= SELECTION =
Batch definitions and spark dataframes

Hi,

I’m currently looking into the gx pre-release but I’m having some trouble fitting it to my use-case. Essentially each times each time our data pipeline runs they will run ingest data that

  • has one load timestamp
  • has an arbitrary number of ‘domain dates’

For example, we might get a load today containing the last 7 ‘domain dates’. I thought of setting it up as follows

Data asset: Entire table
Data batches: One per unique (load_date,domain_date) pairing

But now I saw that at least this version of 1.0 does not support batch definitions for spark dataframes at all, and as far as I can tell current batch definitions only support partitioning on one date.

With that out of the way I have three questions

i, Are batch definitions for (spark) dataframes on its way?
ii, Will batch definitions allow for more granular batches, e.g. splitting by two columns?
iii, For my use-case, do you have a suggestions on how to set it up in terms of data assets etc?

Thanks!

Hi,

As of 1.0.0a5 (released August 6th) batch_definition_whole_table has landed for spark dataframes. Using this you can add your dataframe for validation.

Since we currently only offer batch definitions for the whole table, you will need to filter your dataframe, eg something like my_dataframe_for_validation = my_original_dataframe.filter("load_date=='my_load_date' and 'domain_date='my_domain_date'")

We are currently discussing quality of life improvements for dataframe users after the initial 1.0 release since we’ve been more focused on SQL users lately. I don’t know what form this will take or the timing.

You can install the latest prerelease using:

pip install --pre great_expectations

Here’s a code snippet I used to run a spark validation. I’m creating everything from scratch but you can to retrieve configs if you’ve already them up, eg data_source = context.data_sources.get("my_spark_data_source_name").

= DATA SUPPLIED =
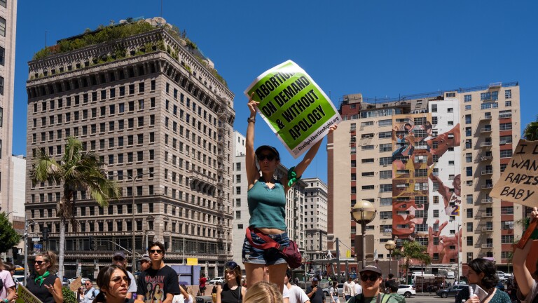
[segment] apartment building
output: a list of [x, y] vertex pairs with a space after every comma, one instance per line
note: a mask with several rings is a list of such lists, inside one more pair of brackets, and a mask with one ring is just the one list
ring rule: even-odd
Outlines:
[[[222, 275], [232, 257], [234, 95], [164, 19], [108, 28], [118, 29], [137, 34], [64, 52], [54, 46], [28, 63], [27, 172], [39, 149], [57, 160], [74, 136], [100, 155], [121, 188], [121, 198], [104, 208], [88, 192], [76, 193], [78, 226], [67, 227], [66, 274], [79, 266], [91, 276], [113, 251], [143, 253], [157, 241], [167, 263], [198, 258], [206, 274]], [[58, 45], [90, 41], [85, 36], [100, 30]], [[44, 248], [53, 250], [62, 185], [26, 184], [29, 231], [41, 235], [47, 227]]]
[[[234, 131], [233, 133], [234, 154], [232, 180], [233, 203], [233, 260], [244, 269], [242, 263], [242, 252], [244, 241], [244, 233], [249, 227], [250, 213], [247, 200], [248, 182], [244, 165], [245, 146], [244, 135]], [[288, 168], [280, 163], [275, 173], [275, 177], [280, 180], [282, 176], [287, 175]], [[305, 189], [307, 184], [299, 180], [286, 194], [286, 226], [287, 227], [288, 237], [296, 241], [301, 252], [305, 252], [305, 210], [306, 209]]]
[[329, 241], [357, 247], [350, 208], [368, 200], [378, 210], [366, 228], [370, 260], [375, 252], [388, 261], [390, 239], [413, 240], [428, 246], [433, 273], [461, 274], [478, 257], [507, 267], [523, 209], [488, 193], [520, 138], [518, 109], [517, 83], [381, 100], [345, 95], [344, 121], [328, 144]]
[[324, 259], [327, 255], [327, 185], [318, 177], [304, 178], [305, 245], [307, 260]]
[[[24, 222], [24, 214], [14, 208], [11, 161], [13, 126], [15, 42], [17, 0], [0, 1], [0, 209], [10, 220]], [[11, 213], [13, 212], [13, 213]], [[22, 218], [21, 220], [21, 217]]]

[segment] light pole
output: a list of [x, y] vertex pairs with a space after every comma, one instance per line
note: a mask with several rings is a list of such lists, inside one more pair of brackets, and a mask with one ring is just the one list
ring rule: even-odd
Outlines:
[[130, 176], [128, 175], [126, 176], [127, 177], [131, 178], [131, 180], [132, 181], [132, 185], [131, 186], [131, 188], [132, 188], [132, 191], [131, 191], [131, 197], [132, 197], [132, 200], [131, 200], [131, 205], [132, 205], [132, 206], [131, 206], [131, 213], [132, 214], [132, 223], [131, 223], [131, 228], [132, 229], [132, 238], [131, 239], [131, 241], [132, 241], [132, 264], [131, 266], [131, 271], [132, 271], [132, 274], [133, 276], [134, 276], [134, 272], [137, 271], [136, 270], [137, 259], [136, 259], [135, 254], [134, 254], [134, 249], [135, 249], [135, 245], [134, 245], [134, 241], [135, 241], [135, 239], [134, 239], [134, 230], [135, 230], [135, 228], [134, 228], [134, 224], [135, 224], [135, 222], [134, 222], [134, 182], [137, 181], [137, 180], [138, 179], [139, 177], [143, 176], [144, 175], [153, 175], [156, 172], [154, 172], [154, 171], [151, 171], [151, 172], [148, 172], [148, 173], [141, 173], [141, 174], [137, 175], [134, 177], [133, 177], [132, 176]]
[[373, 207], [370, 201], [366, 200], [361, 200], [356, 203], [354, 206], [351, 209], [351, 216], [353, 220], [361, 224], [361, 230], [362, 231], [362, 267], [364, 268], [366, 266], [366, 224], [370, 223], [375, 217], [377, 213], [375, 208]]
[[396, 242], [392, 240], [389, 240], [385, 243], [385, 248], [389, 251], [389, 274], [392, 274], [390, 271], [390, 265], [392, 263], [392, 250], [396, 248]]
...
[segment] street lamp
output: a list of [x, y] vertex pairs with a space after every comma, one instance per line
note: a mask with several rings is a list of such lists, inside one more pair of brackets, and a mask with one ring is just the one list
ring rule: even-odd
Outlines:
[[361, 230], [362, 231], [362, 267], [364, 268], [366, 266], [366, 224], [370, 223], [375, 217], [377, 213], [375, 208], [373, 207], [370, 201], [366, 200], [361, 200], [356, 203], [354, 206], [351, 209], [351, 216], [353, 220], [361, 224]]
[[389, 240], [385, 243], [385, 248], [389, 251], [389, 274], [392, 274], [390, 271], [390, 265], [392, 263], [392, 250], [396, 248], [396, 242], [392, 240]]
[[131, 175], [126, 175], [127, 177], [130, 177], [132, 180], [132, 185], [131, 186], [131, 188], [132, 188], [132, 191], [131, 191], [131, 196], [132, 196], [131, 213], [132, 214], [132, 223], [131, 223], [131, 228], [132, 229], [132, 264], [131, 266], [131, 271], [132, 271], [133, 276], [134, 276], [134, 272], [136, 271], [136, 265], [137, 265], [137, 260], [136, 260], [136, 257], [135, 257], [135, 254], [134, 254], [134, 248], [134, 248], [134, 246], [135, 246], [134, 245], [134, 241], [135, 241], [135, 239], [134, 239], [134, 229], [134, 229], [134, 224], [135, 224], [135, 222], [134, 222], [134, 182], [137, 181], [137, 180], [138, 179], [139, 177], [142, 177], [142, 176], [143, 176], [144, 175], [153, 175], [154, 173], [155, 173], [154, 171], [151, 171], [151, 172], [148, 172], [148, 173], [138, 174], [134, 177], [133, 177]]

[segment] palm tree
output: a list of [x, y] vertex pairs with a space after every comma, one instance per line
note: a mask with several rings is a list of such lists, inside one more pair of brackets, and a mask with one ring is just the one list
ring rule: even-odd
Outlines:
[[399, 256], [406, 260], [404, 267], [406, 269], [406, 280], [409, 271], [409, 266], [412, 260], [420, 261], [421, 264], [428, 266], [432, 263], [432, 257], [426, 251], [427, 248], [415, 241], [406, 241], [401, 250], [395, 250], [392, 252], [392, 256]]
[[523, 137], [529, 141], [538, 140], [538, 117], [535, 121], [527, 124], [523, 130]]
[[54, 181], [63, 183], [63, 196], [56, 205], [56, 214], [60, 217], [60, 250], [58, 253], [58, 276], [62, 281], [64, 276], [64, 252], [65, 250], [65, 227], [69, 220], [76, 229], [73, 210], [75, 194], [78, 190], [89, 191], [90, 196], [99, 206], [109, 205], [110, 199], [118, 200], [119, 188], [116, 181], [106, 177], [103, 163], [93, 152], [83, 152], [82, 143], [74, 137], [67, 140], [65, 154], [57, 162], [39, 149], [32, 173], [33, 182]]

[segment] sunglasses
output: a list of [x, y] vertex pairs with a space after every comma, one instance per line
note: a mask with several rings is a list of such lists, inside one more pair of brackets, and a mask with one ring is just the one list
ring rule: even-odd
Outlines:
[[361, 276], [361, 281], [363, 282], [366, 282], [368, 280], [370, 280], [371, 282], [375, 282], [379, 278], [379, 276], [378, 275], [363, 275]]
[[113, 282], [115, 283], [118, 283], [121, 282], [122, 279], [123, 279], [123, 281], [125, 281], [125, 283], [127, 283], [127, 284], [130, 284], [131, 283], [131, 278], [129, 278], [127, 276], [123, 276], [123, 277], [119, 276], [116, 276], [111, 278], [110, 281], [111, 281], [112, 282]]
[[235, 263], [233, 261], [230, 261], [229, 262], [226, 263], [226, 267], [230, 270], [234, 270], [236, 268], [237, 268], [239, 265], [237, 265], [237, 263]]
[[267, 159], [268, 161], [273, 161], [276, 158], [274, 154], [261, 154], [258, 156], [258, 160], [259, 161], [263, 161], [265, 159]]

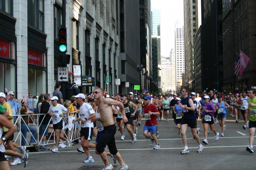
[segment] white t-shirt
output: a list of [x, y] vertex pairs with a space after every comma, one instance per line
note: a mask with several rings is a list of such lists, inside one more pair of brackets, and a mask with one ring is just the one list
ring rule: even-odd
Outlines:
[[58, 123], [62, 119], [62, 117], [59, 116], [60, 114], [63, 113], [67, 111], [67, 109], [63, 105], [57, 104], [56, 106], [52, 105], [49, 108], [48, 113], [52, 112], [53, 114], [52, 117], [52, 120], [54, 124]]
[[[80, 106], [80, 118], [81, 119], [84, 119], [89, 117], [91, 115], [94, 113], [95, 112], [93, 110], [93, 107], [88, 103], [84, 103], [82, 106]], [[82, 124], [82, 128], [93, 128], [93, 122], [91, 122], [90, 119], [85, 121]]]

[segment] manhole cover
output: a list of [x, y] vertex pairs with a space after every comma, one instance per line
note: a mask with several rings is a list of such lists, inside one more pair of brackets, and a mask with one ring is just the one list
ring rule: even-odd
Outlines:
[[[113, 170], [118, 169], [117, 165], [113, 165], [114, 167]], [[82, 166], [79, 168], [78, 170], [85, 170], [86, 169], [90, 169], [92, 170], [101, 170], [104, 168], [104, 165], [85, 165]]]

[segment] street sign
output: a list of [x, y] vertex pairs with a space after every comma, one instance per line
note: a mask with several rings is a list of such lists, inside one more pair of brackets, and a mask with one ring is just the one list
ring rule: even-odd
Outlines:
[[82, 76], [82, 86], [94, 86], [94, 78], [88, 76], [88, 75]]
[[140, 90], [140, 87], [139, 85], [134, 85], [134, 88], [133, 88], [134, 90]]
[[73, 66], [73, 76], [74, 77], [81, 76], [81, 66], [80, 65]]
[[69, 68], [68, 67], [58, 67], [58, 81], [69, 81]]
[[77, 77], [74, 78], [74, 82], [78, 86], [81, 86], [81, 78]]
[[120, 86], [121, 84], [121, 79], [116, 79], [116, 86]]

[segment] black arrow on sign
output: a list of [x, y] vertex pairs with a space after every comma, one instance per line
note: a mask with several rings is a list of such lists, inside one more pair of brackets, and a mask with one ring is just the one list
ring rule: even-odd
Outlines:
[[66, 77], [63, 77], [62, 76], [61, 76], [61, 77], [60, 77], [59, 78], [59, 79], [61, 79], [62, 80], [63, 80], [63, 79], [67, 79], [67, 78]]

= TASK INSTRUCTIONS =
a) Return the part of the thread on Spark batch definitions starting with "i, Are batch" and going on through "dataframe for validation.".
b) Decide whether each statement agrees with the thread on Spark batch definitions, answering yes or no and quoting the deciding words: (i) batch_definition_whole_table reached Spark dataframes in release 1.0.0a5; (ii) the reply says the team has lately been more focused on dataframe users; (iii) the original plan called for one data batch per unique (load_date, domain_date) pairing.
c) Carry on the thread on Spark batch definitions, picking up right after its final sentence.
The records are drawn from a different source than the thread on Spark batch definitions.

= ANSWER LIST =
a)
i, Are batch definitions for (spark) dataframes on its way?
ii, Will batch definitions allow for more granular batches, e.g. splitting by two columns?
iii, For my use-case, do you have a suggestions on how to set it up in terms of data assets etc?

Thanks!

Hi,

As of 1.0.0a5 (released August 6th) batch_definition_whole_table has landed for spark dataframes. Using this you can add your dataframe for validation.

b)
(i) Yes: "As of 1.0.0a5 (released August 6th) batch_definition_whole_table has landed for spark dataframes."
(ii) No: "since we’ve been more focused on SQL users lately."
(iii) Yes: "Data batches: One per unique (load_date,domain_date) pairing"

c)
import great_expectations as gx
from pyspark.sql import SparkSession

# Get a context.
context = gx.get_context()

# Read in data
csv = "data/sampled_yellow_tripdata_2019-01.csv"
spark = SparkSession.builder.appName("Read CSV").getOrCreate()
spark_df = spark.read.csv(csv, header=True, inferSchema=True)
# filter dataframe however you want

# Create a suite
expectation = gx.expectations.ExpectColumnValuesToBeBetween(
    column="passenger_count", min_value=1, max_value=6
)
suite = context.suites.add(gx.ExpectationSuite(name="suite"))
suite.add_expectation(expectation)

# Configure data to validate
datasource = context.data_sources.add_spark(name="my_spark")
asset = datasource.add_dataframe_asset(name="my_asset")
bd = asset.add_batch_definition_whole_dataframe(name="my_bd")

# Configure and run the validation
vd = gx.ValidationDefinition(
    name="my_vd",
    data=bd,
    suite=suite,
)
checkpoint = gx.Checkpoint(
    name="my_checkpoint", 
    validation_definitions=[vd], 
    actions=[gx.checkpoint.UpdateDataDocsAction(name="update_data_docs")]
)

# Look at results
results = checkpoint.run(batch_parameters={"dataframe": spark_df})
context.open_data_docs()
print(results)